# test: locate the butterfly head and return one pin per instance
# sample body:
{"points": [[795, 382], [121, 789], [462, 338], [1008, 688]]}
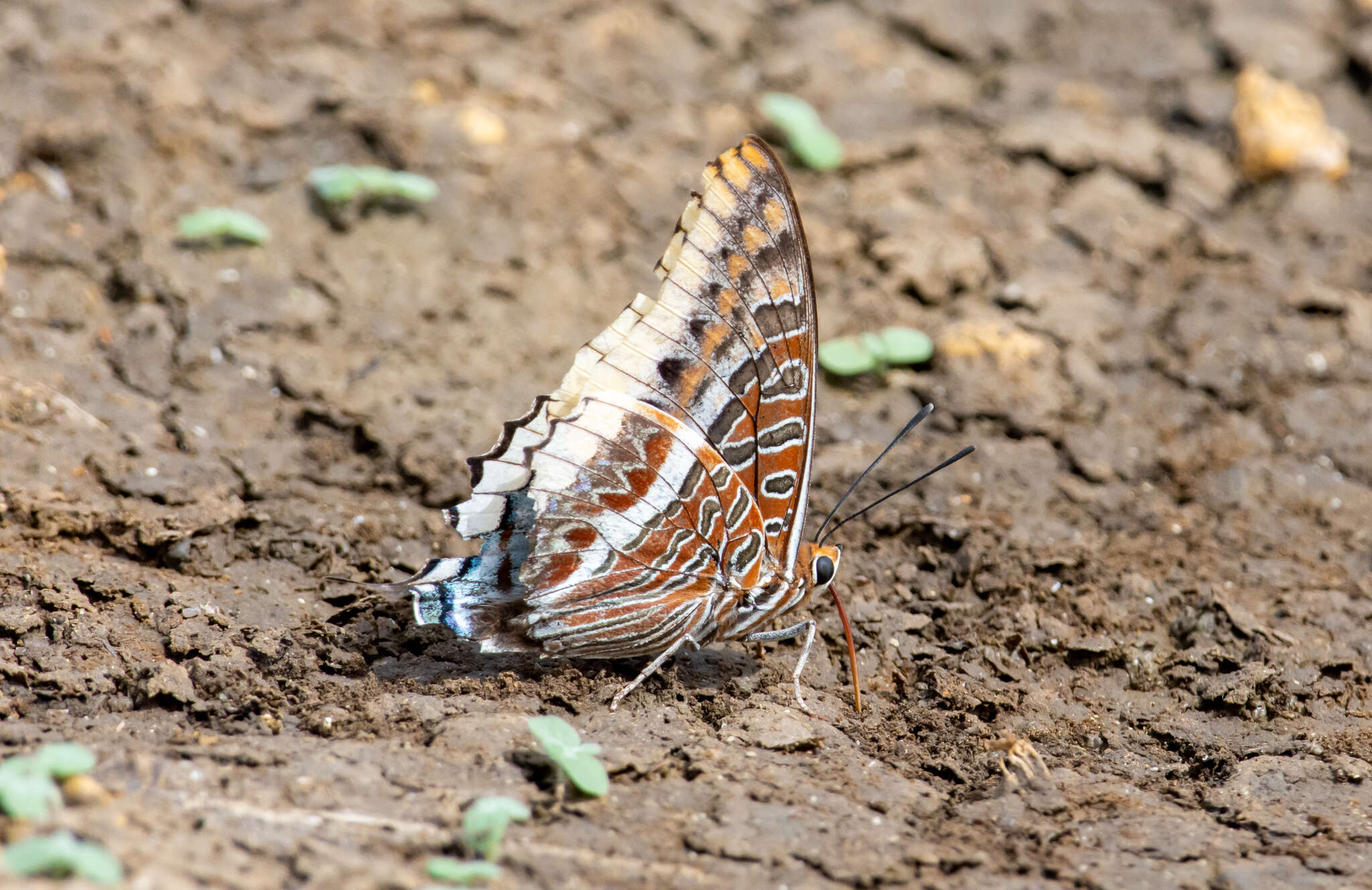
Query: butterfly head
{"points": [[822, 568], [822, 565]]}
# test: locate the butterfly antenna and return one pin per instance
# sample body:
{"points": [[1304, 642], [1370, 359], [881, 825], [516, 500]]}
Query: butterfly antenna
{"points": [[914, 421], [888, 497]]}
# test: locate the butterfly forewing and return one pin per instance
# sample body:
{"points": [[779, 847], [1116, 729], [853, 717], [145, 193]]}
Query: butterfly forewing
{"points": [[629, 510]]}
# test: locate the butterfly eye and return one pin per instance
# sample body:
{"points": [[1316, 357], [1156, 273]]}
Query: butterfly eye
{"points": [[823, 571]]}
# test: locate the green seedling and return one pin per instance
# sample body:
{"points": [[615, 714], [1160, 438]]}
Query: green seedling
{"points": [[813, 143], [217, 226], [486, 822], [463, 874], [345, 183], [26, 790], [848, 357], [65, 759], [61, 855], [26, 784], [575, 760]]}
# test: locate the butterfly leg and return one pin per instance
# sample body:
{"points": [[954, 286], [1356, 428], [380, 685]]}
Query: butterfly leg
{"points": [[792, 633], [650, 670]]}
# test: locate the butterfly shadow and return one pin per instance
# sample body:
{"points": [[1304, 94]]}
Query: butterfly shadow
{"points": [[433, 654]]}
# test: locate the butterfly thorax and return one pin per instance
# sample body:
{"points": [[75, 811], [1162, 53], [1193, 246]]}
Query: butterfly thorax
{"points": [[756, 608]]}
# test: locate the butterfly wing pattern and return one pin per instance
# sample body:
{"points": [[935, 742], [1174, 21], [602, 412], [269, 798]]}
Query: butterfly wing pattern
{"points": [[658, 497]]}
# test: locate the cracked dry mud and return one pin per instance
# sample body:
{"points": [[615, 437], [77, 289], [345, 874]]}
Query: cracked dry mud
{"points": [[1156, 568]]}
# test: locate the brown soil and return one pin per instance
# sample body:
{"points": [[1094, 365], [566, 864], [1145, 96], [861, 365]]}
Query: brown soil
{"points": [[1156, 568]]}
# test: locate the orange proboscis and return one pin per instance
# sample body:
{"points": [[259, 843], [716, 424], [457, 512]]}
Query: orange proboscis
{"points": [[852, 650]]}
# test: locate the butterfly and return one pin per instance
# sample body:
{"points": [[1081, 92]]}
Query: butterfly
{"points": [[656, 500]]}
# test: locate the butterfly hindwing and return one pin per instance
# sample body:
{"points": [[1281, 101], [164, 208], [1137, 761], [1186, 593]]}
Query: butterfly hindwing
{"points": [[612, 567]]}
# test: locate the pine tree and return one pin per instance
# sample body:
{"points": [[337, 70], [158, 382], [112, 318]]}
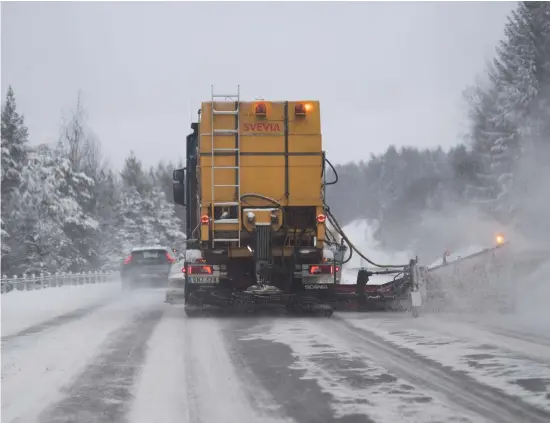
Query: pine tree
{"points": [[14, 142]]}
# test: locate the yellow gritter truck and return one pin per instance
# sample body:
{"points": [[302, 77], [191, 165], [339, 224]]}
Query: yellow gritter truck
{"points": [[254, 189]]}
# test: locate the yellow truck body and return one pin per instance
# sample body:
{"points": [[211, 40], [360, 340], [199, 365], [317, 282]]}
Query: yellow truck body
{"points": [[279, 156]]}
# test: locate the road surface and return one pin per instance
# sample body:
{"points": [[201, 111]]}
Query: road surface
{"points": [[132, 358]]}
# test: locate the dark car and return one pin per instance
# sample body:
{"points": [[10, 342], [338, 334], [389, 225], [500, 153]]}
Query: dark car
{"points": [[147, 266]]}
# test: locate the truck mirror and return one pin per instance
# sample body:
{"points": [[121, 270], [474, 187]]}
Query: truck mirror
{"points": [[179, 175], [179, 193]]}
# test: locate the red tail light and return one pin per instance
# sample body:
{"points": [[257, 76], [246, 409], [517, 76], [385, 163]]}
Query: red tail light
{"points": [[170, 258], [199, 270], [321, 269]]}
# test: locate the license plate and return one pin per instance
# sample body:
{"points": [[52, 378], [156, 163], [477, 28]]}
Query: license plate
{"points": [[202, 279]]}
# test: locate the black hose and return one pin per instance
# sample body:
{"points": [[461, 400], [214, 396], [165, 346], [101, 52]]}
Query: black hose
{"points": [[334, 170], [339, 230]]}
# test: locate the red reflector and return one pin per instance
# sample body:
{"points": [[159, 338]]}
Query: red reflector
{"points": [[261, 109], [321, 269], [199, 270], [170, 258]]}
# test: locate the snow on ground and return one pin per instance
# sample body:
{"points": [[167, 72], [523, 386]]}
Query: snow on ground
{"points": [[357, 384], [35, 368], [361, 234], [188, 376], [462, 252], [22, 309], [492, 363]]}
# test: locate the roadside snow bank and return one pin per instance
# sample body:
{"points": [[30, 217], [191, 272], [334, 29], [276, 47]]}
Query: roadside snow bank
{"points": [[22, 309]]}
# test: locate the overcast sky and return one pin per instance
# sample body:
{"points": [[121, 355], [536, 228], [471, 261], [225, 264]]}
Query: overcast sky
{"points": [[385, 73]]}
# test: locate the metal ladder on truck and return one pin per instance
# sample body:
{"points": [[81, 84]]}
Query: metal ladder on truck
{"points": [[237, 185]]}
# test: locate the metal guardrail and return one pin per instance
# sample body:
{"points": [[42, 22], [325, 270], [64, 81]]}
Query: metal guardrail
{"points": [[52, 280]]}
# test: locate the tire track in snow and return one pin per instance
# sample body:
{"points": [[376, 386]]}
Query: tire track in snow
{"points": [[216, 387], [522, 336], [270, 364], [484, 400], [337, 381], [103, 391]]}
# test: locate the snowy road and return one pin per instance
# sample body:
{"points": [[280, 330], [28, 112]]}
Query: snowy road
{"points": [[133, 358]]}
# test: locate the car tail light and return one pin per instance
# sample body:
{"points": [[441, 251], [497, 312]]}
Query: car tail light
{"points": [[321, 269], [199, 270], [170, 258]]}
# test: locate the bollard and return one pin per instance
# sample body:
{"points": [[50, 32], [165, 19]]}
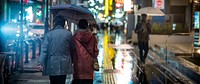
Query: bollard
{"points": [[17, 55], [26, 51], [33, 49], [2, 61], [40, 45]]}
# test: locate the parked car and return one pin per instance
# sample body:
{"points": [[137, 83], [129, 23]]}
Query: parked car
{"points": [[36, 29]]}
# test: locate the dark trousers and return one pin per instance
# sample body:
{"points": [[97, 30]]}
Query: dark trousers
{"points": [[60, 79], [143, 50], [82, 81]]}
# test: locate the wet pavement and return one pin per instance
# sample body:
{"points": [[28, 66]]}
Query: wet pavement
{"points": [[122, 68]]}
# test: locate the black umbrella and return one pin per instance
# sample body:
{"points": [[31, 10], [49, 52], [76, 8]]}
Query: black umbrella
{"points": [[73, 13]]}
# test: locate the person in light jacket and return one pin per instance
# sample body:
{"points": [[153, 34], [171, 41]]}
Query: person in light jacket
{"points": [[55, 58], [85, 52]]}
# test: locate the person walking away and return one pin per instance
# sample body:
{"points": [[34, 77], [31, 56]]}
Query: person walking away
{"points": [[143, 29], [55, 58], [85, 52]]}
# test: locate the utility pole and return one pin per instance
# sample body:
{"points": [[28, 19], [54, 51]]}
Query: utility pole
{"points": [[46, 18], [21, 38]]}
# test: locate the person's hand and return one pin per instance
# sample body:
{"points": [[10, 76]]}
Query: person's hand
{"points": [[40, 68]]}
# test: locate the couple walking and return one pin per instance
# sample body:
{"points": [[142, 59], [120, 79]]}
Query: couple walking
{"points": [[64, 54]]}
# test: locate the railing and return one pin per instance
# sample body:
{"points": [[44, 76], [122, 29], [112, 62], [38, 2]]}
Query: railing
{"points": [[158, 72]]}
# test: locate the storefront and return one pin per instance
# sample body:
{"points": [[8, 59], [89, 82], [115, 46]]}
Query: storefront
{"points": [[196, 24]]}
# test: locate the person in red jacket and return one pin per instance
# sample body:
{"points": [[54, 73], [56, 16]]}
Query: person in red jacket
{"points": [[85, 52]]}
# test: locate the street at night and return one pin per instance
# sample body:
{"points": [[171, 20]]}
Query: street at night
{"points": [[134, 41]]}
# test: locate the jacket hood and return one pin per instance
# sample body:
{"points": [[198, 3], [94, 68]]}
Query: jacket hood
{"points": [[83, 35]]}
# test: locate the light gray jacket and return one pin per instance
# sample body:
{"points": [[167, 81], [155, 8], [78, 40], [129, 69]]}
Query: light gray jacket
{"points": [[55, 56]]}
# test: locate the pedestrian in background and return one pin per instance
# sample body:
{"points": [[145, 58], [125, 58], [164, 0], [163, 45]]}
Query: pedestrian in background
{"points": [[84, 54], [55, 58], [143, 29]]}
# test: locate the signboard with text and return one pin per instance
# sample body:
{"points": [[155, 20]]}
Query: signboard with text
{"points": [[159, 4], [196, 20]]}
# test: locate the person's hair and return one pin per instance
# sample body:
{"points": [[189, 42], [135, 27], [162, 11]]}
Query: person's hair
{"points": [[59, 20], [83, 24]]}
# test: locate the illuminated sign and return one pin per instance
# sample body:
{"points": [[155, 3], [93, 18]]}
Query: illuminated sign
{"points": [[119, 1], [127, 5], [159, 4], [196, 19]]}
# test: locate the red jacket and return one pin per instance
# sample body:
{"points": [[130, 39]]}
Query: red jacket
{"points": [[82, 58]]}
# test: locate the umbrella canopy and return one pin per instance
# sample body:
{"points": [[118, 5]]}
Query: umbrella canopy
{"points": [[150, 11], [73, 13], [117, 23]]}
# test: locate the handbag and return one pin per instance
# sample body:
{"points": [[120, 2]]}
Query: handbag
{"points": [[95, 63]]}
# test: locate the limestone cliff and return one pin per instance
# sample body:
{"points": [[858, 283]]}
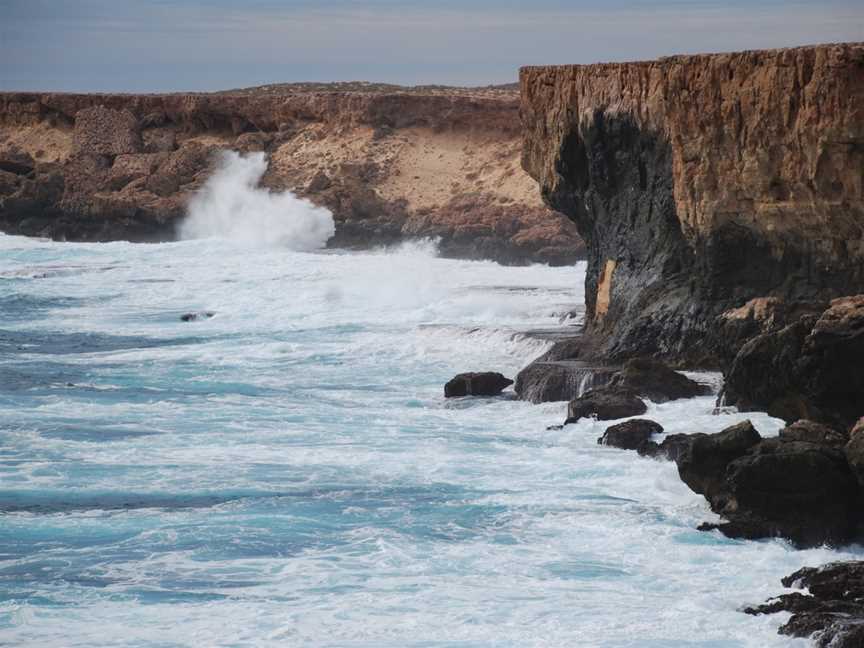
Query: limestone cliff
{"points": [[700, 183], [391, 163]]}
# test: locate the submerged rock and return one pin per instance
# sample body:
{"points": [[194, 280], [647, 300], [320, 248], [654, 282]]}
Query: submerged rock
{"points": [[559, 380], [832, 610], [487, 383], [630, 435], [816, 368], [656, 381], [605, 403]]}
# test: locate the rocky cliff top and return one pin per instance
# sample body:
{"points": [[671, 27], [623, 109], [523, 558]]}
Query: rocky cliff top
{"points": [[701, 182]]}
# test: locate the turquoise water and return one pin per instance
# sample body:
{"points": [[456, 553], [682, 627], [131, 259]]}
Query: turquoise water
{"points": [[288, 472]]}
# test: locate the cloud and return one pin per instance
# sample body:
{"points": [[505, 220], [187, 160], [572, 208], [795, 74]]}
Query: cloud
{"points": [[155, 45]]}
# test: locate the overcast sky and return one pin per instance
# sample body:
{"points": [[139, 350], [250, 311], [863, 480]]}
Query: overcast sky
{"points": [[168, 45]]}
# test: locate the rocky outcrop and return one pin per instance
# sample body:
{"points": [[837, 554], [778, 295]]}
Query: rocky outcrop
{"points": [[700, 184], [390, 163], [832, 611], [812, 368], [605, 404], [485, 383], [802, 490], [630, 435]]}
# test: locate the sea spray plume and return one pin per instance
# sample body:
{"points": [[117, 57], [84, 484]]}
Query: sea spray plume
{"points": [[231, 205]]}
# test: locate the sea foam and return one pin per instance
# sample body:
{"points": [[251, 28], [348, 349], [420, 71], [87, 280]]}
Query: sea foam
{"points": [[233, 206]]}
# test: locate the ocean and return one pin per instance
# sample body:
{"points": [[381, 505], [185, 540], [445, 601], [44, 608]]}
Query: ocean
{"points": [[287, 472]]}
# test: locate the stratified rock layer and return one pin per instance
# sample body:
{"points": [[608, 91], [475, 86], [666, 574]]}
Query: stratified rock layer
{"points": [[390, 163], [700, 183]]}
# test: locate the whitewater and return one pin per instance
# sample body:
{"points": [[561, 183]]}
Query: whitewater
{"points": [[288, 473]]}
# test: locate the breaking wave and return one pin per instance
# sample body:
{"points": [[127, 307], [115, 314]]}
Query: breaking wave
{"points": [[233, 206]]}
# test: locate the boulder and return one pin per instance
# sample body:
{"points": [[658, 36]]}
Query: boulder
{"points": [[605, 403], [670, 448], [559, 380], [702, 462], [801, 491], [630, 435], [833, 607], [812, 432], [194, 317], [655, 381], [486, 383], [854, 450]]}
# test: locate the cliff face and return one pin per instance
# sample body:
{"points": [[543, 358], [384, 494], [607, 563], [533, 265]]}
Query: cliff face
{"points": [[390, 163], [700, 183]]}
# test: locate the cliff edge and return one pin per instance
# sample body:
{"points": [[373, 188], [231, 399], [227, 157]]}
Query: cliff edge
{"points": [[391, 164], [709, 190]]}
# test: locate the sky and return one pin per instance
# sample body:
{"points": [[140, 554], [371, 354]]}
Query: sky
{"points": [[200, 45]]}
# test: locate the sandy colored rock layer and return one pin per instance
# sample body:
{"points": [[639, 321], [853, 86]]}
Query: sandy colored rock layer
{"points": [[390, 163]]}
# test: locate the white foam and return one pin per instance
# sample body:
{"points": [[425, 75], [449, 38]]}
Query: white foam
{"points": [[233, 206]]}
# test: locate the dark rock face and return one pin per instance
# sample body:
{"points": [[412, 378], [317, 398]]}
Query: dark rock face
{"points": [[811, 432], [677, 234], [485, 383], [816, 368], [655, 381], [832, 612], [702, 463], [630, 435], [543, 382], [854, 450], [784, 487], [605, 403], [801, 491]]}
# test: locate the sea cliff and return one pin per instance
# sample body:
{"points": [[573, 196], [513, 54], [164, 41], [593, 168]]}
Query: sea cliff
{"points": [[391, 164], [714, 192]]}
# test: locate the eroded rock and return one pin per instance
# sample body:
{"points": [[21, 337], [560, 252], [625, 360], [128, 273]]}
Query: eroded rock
{"points": [[605, 404], [630, 435]]}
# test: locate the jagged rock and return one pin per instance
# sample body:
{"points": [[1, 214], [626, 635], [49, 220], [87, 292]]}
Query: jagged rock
{"points": [[833, 610], [655, 381], [854, 450], [630, 435], [543, 382], [605, 403], [104, 131], [670, 448], [310, 133], [801, 491], [487, 383], [671, 195], [816, 368], [812, 432], [702, 462]]}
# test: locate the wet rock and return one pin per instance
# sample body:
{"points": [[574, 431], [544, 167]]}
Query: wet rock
{"points": [[104, 131], [544, 382], [487, 383], [194, 317], [801, 491], [670, 448], [833, 610], [812, 432], [605, 403], [854, 450], [654, 380], [702, 462], [630, 435]]}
--------------------------------------------------
■ CHALLENGE ■
Take the line that contains "# test: locate the eroded" and every line after it through the end of the listing above, and repeat them exactly.

■ FULL ANSWER ■
# test: locate the eroded rock and return one pin per instance
# sample body:
{"points": [[21, 337], [560, 252], [625, 360], [128, 273]]}
Query: eroded rock
{"points": [[605, 404], [630, 435]]}
# test: locate the jagged rock and return one pin per instance
# sample body:
{"points": [[1, 214], [626, 635], [49, 220], [87, 292]]}
Query: jagged rock
{"points": [[833, 610], [655, 381], [854, 450], [630, 435], [543, 382], [605, 403], [104, 131], [670, 448], [310, 133], [801, 491], [487, 383], [671, 195], [816, 368], [812, 432], [702, 462]]}
# test: locate the wet rock and return one pin per instance
# sample body:
{"points": [[574, 431], [544, 167]]}
Query: wet rock
{"points": [[104, 131], [544, 382], [487, 383], [194, 317], [801, 491], [670, 448], [833, 610], [812, 432], [605, 403], [854, 450], [654, 380], [702, 462], [630, 435]]}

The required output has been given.